**WHAT TO PRODUCE**
Every entry in the data below needs to be repeated exactly.

**PROVIDED ENTRIES**

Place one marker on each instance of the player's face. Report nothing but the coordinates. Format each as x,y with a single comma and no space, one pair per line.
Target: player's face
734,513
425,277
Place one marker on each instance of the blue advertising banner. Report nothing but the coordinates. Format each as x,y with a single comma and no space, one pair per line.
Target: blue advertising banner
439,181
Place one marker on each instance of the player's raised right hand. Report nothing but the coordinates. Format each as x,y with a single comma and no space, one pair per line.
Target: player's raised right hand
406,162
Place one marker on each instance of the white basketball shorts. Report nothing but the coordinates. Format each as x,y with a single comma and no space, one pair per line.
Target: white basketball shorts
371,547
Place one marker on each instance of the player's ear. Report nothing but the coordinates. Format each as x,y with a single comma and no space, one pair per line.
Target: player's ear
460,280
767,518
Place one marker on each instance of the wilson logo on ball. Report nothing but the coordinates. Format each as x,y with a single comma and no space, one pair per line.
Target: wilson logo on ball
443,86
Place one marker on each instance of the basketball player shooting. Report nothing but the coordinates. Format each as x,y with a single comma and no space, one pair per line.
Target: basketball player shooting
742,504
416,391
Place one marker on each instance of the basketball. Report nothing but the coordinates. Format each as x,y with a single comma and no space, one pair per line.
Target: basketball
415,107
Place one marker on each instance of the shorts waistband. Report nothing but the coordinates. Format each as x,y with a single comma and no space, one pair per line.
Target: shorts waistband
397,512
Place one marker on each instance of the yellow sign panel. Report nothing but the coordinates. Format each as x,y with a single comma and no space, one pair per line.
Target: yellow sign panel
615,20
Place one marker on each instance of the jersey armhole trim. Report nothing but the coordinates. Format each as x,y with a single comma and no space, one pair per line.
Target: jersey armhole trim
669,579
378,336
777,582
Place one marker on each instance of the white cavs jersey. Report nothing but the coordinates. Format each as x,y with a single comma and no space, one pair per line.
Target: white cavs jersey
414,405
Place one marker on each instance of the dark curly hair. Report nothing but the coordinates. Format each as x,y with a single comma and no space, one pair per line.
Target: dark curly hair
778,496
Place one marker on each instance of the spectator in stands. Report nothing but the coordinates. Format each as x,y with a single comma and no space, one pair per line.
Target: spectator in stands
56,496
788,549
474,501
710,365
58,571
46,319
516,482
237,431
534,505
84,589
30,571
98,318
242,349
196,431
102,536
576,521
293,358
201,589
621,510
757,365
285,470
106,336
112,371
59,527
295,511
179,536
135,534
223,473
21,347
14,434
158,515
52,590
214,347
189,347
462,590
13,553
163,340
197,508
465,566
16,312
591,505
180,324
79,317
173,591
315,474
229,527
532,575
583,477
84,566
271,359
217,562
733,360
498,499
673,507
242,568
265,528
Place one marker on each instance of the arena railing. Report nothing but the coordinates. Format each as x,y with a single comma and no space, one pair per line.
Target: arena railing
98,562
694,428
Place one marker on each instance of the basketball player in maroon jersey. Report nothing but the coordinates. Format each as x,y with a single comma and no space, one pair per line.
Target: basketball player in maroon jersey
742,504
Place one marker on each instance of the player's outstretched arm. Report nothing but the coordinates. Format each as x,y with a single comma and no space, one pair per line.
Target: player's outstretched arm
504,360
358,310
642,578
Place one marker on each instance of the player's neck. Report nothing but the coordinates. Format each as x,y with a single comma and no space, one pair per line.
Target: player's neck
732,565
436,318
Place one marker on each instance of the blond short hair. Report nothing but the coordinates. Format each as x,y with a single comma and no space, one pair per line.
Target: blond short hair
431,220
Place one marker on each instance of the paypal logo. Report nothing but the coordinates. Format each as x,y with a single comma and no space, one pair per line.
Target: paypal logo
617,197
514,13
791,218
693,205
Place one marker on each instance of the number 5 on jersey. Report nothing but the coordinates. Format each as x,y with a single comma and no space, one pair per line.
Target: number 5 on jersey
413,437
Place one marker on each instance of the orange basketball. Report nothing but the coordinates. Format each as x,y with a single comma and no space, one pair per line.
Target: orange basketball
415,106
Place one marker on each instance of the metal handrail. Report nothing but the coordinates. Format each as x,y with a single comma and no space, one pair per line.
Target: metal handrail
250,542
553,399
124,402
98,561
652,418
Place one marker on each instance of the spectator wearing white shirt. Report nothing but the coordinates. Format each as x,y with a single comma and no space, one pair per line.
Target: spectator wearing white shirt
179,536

**EXERCISE OUTPUT**
Place one marker on each instance of the player's face. Report nothing but the coordinates. Format each as x,y with a single comma and no space, one pair per line.
Target: player's face
734,513
425,277
Place one marker on each instance of the blue advertising banner. Report nothing but the coordinates. Format each as x,y with a single comma and no space, one pair per line.
Target: blue advertising banner
439,181
Place one marker on each instance of the player's raised right hand. Report nothing but the coordinates. Format each as x,y with a single comma and no space, one pair per line.
Target: player's raised right hand
406,162
Place one marker on each instance of the white basketball shorts. Report nothing but the coordinates. Format each as x,y with a single comma and no space, one pair per line.
Target: white basketball shorts
371,547
Place one marker on each instance of the player's ear. Report nothing but the coordinates. Format each as x,y with a single comma and no space, one pair per line.
Target: player's ear
460,280
767,518
Place one marker on each instance of the wilson logo on ball. Report nothing but the coordinates. Format each as x,y with a single comma and no space, one pair per line.
Target: wilson logo on ball
443,86
Place one marker on each instance of the basketball player shooting. Report nothing but the coordinates. Format each as x,y with a single comma and no space, one pair per line.
Target: basketball player shooting
742,504
416,391
Place one marker on each instance of the basketball. Report nothing but the coordinates. Format each as x,y with a single comma and no space, one pair per line.
Target: basketball
415,107
Place one marker on each instance of the shorts waistband. Report nothing but the coordinates. Format each as x,y with a single comma and no space, one pair per line.
Target: shorts waistband
397,512
Place one marker on each instance of the yellow sign panel. Report nothing but the coordinates. Format each as x,y with a single comma and no space, one pair per line.
Target: yellow sign panel
615,20
Place one marker on each instance of the jersey armhole trim. Report nothing but the coordinates. Format each as x,y with a single comma and no space, one pair per line.
Target: jersey armhole trim
669,579
378,336
777,582
Place one marker on each instance of the white cavs jersey. Report nothing but the coordinates. Format each as x,y with a single comma and no space, one pair per line.
Target: white cavs jersey
414,405
Place one marker on each instance of the dark curly hair. Report nothing but the coordinates. Format each as x,y with a single comma and no space, one pair per line.
Target: dark curly hair
778,496
Place one marker on each instance of the spectator in stands. Report nothing but the coordinates. Format each as x,y with a single comma and no space, one pair per line.
Target: spectator in stands
56,496
788,549
474,501
710,365
58,571
46,319
516,482
237,431
534,505
84,589
30,571
98,318
242,349
196,431
102,536
576,521
293,358
201,589
621,510
757,365
285,470
106,336
112,371
59,527
295,511
179,536
135,534
223,473
21,347
14,434
158,515
52,590
214,347
189,347
462,590
13,553
163,340
197,508
465,566
16,312
591,505
180,324
79,317
173,591
315,474
229,527
532,575
583,477
84,566
271,359
217,562
733,360
498,499
673,507
242,568
265,528
Place one marker on each instance of the arena railing. Report nothing but the coordinates. Format each as x,y with a single comma and no space, one pair per line.
Target: arena railing
98,562
694,428
Place one marker on each instance of the basketball player in maroon jersey. Report nothing but the coordinates. Format each as x,y with a single comma and no space, one pair per line.
Target: basketball player in maroon jersey
742,504
Place one marker on each instance of the player's outstretched arm. Report nothing but the coordinates. Format each as x,y with a single comma and no space, one pair per line.
Target: player's outstretched arm
504,360
358,310
642,578
Place one marker on each instance of the player's neck. Report nothing but the coordinates. Format each as x,y with a single comma and no space, one pair per line.
Target: player's neck
732,565
436,318
Place one marker on each instance of the blond short hair. Report nothing but the coordinates. Format each as x,y with a single comma and no space, one pair per line.
Target: blond short hair
431,220
Place one marker on each instance of the paypal logo. Report nothing but the coordinates. Format each as x,y with a single comma and no space, one pair per line.
Target: paypal logo
617,197
514,13
791,218
693,205
Place one marker on each instance of the number 5 on jersey. Report nothing but the coordinates. Format each as x,y with a single comma and no space, one pair per line.
Target: number 5 on jersey
413,437
Place one marker on each instance of the orange basketball. Report nothing but the coordinates. Format each as x,y with a single comma and no space, one pair per line.
Target: orange basketball
415,106
Place one marker on each instance of the metal handrail. Report nothing but the coordinates. Format each as x,y with a single comma and no space, one pair per line.
Target: metal handrail
250,542
553,399
124,402
98,561
652,418
Place one marker on each instance of the spectator wearing white shirt. Report nothing but the coordinates. Format each as x,y with a single comma and no space, one pair per line.
Target: spectator wearing white shirt
179,536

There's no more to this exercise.